[What you are asked to do]:
Return all of the records exactly.

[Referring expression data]
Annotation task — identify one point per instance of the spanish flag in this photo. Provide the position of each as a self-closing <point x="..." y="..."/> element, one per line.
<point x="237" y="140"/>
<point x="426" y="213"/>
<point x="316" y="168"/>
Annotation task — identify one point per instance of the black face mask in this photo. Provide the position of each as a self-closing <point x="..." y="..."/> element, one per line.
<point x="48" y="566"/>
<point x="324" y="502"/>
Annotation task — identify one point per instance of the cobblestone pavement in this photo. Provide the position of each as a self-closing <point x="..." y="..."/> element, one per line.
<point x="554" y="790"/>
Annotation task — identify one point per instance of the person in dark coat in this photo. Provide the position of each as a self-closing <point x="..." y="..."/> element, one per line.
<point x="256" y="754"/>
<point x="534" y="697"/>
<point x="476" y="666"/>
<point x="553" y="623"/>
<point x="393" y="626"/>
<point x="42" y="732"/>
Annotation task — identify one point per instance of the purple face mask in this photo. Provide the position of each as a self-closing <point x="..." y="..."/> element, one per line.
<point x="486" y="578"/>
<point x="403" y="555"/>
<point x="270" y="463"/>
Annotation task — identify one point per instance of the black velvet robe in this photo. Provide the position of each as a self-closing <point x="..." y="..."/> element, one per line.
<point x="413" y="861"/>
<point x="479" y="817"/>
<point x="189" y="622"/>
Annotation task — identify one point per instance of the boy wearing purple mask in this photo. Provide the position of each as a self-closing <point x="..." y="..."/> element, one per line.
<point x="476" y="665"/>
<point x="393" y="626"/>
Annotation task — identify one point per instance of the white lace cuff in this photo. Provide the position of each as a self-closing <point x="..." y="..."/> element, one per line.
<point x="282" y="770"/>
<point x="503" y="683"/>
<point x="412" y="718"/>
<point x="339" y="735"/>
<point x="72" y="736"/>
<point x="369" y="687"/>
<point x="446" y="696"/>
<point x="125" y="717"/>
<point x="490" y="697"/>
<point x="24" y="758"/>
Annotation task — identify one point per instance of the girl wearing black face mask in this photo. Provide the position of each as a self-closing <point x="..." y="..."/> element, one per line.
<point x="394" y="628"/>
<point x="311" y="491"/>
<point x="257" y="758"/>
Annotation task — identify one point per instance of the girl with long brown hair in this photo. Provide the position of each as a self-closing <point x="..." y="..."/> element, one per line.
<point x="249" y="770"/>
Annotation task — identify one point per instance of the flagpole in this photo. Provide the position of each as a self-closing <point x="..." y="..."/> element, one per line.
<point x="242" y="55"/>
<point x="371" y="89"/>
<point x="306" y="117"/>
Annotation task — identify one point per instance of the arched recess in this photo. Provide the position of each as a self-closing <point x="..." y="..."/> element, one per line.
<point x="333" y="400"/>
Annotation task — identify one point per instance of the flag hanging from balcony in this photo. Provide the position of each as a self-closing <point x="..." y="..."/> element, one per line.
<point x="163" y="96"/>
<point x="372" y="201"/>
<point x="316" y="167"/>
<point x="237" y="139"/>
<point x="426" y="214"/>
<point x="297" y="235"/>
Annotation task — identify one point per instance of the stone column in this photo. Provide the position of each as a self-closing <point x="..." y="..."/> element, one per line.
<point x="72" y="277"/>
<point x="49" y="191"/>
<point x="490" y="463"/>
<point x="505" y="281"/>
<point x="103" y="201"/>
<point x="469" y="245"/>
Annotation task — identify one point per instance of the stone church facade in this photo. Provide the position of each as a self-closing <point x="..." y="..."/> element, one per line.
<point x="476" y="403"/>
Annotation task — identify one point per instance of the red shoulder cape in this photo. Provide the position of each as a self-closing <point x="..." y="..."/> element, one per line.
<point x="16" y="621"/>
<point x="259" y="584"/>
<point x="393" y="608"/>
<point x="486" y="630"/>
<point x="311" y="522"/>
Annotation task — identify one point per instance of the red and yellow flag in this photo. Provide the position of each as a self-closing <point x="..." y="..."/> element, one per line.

[Exercise result]:
Annotation task — identify one point per instance of the spanish flag in this photo. Provide the position of each as a self-closing <point x="..." y="..."/> element, one per line.
<point x="237" y="140"/>
<point x="426" y="213"/>
<point x="316" y="168"/>
Annotation task — identify one point per instance of the black face mask in this photo. Provide the position of each as a self-closing <point x="..." y="..."/> element, one per line.
<point x="48" y="566"/>
<point x="324" y="502"/>
Annotation task — identify one point per instance of the cobblestone pavement in this photo. Provide the position of each as a self-closing <point x="..." y="..."/> element, one per line.
<point x="554" y="790"/>
Annotation task — identify one point per instance of the person in dark coat in this photo. Provide the position of each as a self-closing <point x="..." y="..."/> element, one per line.
<point x="256" y="754"/>
<point x="534" y="697"/>
<point x="476" y="666"/>
<point x="553" y="623"/>
<point x="393" y="626"/>
<point x="42" y="732"/>
Annotation task — identify one point per instance of the purple face mask in this photo. Provide the position of each as a self-closing <point x="..." y="..."/> element, one per line.
<point x="486" y="578"/>
<point x="403" y="555"/>
<point x="270" y="463"/>
Annotation task — identify one point per instance of the black velvet robe in this photo. Provide the position of each as a self-closing <point x="..." y="..."/> element, one per line.
<point x="413" y="861"/>
<point x="479" y="817"/>
<point x="189" y="622"/>
Annotation task — identify one point per instance of the boy wearing purple mask in this photo. Provide the position of each as a self-closing <point x="..." y="..."/> element, one per line.
<point x="476" y="665"/>
<point x="393" y="626"/>
Annotation task — identify one point per instance of the white lace cuff in this photo. Provide the position of each as a self-closing <point x="..." y="..."/> element, one per line.
<point x="282" y="770"/>
<point x="503" y="683"/>
<point x="412" y="718"/>
<point x="339" y="735"/>
<point x="72" y="736"/>
<point x="369" y="687"/>
<point x="446" y="696"/>
<point x="125" y="717"/>
<point x="490" y="697"/>
<point x="24" y="758"/>
Annotation task — identify one point per instance of the girl wearing black face mask in this photo. Provide the position of each as a self-closing <point x="..." y="..."/> element, one per line.
<point x="394" y="628"/>
<point x="311" y="491"/>
<point x="257" y="758"/>
Annotation task — identify one point per instance of the girl with long brown hair in this photo. Provide the position of each as a self-closing <point x="..." y="..."/> element, one per line.
<point x="249" y="770"/>
Annotation task — identify one point per instance of the flagpole in this photo. Provide the position of each as a self-closing <point x="..." y="..."/> element, one per line.
<point x="242" y="55"/>
<point x="371" y="89"/>
<point x="306" y="117"/>
Annotation task — identify one point per instance of the arched recess in this photo. Provide the position of each as a self-closing <point x="..." y="..."/> element, one per line.
<point x="333" y="400"/>
Annotation task — identify one point per instance of the flag hanging from balcony in this photo. Provide the position of each as a self-closing <point x="..." y="..."/> element, one per line.
<point x="163" y="96"/>
<point x="372" y="201"/>
<point x="316" y="167"/>
<point x="237" y="139"/>
<point x="426" y="214"/>
<point x="297" y="235"/>
Annotation task — identify one point per instance of the stone column in this photo. Provide the position of each as a self-closing <point x="..." y="..."/> element, one per line.
<point x="72" y="277"/>
<point x="49" y="191"/>
<point x="490" y="463"/>
<point x="505" y="281"/>
<point x="103" y="201"/>
<point x="469" y="245"/>
Annotation task — identify one point per instance of the stone church facade in this photo. Provide the position of each as a self-closing <point x="..." y="..."/> element, one per line.
<point x="476" y="403"/>
Annotation task — identify one point per instance of the red shoulder cape in this photo. Provide the position of each as a self-closing <point x="..." y="..."/> element, one per line.
<point x="16" y="621"/>
<point x="259" y="584"/>
<point x="393" y="608"/>
<point x="486" y="630"/>
<point x="311" y="522"/>
Annotation task — identify one point per instance of the red and yellow flag in this photo. Provide the position of each as a self-closing <point x="..." y="..."/> element, one per line.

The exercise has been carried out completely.